------ EXERCISE TEXT ------
Editor’s Note: Dan Korobkin is the deputy legal director for the American Civil Liberties Union of Michigan. In this column written for The PuLSE Institute, Korobkin spotlights the issue of poverty as central to the lawsuit that the ACLU of Michigan, National ACLU and the law firm Covington & Burling LLP filed against Detroit’s 36th District Court over its cash bail system. For submission inquiries contact the Institute’s editor-in-chief Bankole Thompson at email@example.com
By Dan Korobkin
When a person is charged with a crime, they go before a judge or magistrate who sets their bail. Originally, bail was intended to ensure the person returns to court to face the charges against them. Instead, the cash bail system has morphed into mass incarceration of the poor and people of color. A prime example of a broken cash bail system is Detroit’s 36th District Court, where mostly poor Black people are locked up because they cannot afford bail – while people facing the same charges, but can pay bail, go free. This is unconstitutional and it’s why the ACLU of Michigan, National ACLU, and law firm Covington & Burling LLP have sued 36th District Court.
For months, we observed hundreds of arraignments in Detroit, and what we witnessed had nothing to do with justice. Take the case of Davontae Ross, who spent days behind bars because he couldn’t afford to pay $200 for bail relating to a 5-year-old ticket for allegedly staying in a park after dark. Ross, who is also a plaintiff in our case, missed a job interview and a critical meeting with a government caseworker all over $200.
Another plaintiff in our case, Starmanie Jackson, could not afford to pay $700 in bail. Ms. Jackson, who is a single mom and supports two children, missed the first day of her new job as a Certified Nursing Assistant.
This unjust system churns thousands of people through court each year. The vast majority of bail arraignments last just 2 to 4 minutes, with the bail-setting phase lasting less than a minute. The entire thing takes place via video teleconference between the courtroom and a detention center, where arrested people are told to stand silent in front of a camera and then quickly whisked back to their cells. Michigan’s court rules, as written, contemplate the use of cash bail only in extraordinary circumstances, such as when the person is a flight risk or a danger to the community. Instead, 85% of defendants arraigned in Detroit while under arrest are required to pay cash bail in order to be released.
To make matters worse, 95% of the defendants in custody have no attorney, a clear violation of the right to counsel. Research is clear that with each day in jail, the chance for a fair trial diminishes as it is tougher to mount a defense when behind bars. Pre-trial detention is the single greatest predictor of a conviction and a sentence to jail or prison time. It is also more likely that the person will plead guilty even when innocent just to go home. Also, just three days behind bars puts a person at risk of losing their job, home and custody of their children.
For many people, paying bail is simply not possible. The federal reserve recently reported that 40 percent of adults in the U.S. are unable to afford a $400 emergency expense. In Detroit, the number of people living below the poverty line is 34 percent, with the median household income less than half of the median nationwide. Detroit’s broken bail system is wreaking devastating consequences in a city where the population is nearly 80% Black, further impoverishing people who are already facing extraordinary challenges and enduring severe racial disparities in our criminal legal system.
And this is not just a Detroit problem. The broken bail system is a statewide and national crisis that has resulted in mass incarceration of the poor and people of color. Our lawsuit is part of our Smart Justice campaign to end racism in the criminal legal system and cut incarceration in half. That is why the ACLU is challenging broken bail systems like Detroit’s all over the country. Everyone deserves a fair justice system. We are here to see that they get one.
Dan Korobkin litigates on a broad range of civil liberties issues in Michigan, including free speech, juvenile justice, poverty, drug law reform, police misconduct, and prisoners’ rights. As deputy legal director, he helps oversee the ACLU’s legal program throughout the state. He has a law degree from Yale University Law School and a bachelor’s degree from Swarthmore College.
------ LISTED RECORDS ------
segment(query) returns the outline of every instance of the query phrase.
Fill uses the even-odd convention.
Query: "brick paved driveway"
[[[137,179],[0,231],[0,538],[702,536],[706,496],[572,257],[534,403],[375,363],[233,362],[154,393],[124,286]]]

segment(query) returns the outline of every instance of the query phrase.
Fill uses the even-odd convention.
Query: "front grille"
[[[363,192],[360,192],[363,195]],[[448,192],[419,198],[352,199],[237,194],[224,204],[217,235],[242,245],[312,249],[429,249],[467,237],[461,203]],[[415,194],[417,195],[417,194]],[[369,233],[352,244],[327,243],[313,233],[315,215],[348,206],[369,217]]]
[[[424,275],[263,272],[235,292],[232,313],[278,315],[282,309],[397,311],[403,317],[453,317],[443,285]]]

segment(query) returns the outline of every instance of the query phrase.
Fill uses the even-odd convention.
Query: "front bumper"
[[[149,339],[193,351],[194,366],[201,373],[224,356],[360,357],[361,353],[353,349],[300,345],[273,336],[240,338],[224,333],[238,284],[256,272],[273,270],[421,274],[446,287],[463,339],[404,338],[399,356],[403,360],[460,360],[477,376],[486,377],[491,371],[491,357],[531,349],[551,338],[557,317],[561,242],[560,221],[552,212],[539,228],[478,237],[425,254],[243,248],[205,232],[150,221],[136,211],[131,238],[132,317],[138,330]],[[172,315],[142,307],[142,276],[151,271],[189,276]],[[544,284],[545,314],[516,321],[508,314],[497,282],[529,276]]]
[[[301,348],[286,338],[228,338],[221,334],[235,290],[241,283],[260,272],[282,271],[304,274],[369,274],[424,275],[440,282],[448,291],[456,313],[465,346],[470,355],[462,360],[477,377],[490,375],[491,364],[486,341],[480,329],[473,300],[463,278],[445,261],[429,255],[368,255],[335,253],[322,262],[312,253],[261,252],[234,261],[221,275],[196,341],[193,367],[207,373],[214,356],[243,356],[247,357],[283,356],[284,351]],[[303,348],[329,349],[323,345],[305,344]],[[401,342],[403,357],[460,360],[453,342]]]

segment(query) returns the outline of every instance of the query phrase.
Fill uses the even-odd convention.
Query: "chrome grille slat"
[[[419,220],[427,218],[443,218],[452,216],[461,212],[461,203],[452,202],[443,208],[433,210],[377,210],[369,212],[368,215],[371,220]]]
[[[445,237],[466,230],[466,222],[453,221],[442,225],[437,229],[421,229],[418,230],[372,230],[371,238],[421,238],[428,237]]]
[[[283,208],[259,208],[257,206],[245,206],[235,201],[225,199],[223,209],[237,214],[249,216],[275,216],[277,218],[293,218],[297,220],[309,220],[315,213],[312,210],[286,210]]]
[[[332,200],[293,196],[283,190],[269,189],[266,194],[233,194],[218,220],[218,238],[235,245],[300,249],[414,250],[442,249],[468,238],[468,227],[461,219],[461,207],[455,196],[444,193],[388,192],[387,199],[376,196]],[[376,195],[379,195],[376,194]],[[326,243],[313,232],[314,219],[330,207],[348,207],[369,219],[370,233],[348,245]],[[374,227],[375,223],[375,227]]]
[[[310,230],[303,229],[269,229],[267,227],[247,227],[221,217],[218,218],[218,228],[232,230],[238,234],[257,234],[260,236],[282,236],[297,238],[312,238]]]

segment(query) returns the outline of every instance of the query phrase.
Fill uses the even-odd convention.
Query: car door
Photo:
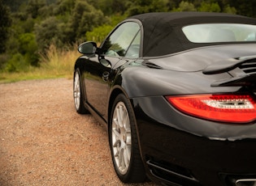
------
------ LISTED RECORDS ------
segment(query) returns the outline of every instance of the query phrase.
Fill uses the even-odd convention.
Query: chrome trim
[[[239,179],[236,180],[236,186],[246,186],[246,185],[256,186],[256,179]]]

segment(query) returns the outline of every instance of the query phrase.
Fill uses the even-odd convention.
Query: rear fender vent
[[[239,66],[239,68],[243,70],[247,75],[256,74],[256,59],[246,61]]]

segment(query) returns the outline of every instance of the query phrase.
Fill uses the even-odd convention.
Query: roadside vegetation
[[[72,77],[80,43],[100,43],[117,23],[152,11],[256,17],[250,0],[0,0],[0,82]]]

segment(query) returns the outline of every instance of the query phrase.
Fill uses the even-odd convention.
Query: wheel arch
------
------ LISTED RECORDS ------
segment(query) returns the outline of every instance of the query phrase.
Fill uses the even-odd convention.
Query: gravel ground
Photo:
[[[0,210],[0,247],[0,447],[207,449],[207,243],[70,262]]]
------
◆ **ASSIGNMENT**:
Answer these questions using the column on Detroit's cash bail system:
(a) What amount of bail was Starmanie Jackson unable to pay?
(b) What percentage of defendants arraigned in Detroit while under arrest are required to pay cash bail to be released?
(c) What percentage of the defendants in custody have no attorney?
Nothing in the dataset entries is required for this work.

◆ **RESULT FOR THIS TASK**:
(a) $700
(b) 85%
(c) 95%